* **Aim of the exercise**
Find the lines holding the string "column" in the data, then copy all of them.

(Saved entries)
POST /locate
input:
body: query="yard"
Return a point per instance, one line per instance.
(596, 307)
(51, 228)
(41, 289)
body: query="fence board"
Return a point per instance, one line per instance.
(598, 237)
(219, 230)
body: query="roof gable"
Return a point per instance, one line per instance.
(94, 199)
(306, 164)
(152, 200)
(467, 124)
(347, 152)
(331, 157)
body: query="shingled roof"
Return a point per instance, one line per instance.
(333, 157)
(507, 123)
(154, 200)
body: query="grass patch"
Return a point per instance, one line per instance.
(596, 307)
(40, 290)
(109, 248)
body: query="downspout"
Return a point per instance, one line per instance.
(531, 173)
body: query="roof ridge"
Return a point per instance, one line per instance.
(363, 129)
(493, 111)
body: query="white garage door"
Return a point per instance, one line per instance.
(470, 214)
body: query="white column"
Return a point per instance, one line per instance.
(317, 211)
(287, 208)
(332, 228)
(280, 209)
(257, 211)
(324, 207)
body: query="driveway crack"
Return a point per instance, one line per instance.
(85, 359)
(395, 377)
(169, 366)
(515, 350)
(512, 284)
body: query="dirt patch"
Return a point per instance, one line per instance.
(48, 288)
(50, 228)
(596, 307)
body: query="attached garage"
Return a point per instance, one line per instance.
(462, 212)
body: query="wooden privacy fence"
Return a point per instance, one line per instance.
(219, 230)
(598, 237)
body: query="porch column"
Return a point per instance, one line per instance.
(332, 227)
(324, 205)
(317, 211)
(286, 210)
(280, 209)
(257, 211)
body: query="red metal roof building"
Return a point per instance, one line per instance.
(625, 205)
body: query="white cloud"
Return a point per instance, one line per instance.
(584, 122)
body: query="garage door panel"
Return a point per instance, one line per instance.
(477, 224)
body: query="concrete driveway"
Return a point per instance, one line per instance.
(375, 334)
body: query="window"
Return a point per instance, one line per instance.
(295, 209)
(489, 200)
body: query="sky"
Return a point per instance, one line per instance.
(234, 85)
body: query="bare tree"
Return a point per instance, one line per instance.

* **Written answer**
body: query="white column"
body: query="porch column"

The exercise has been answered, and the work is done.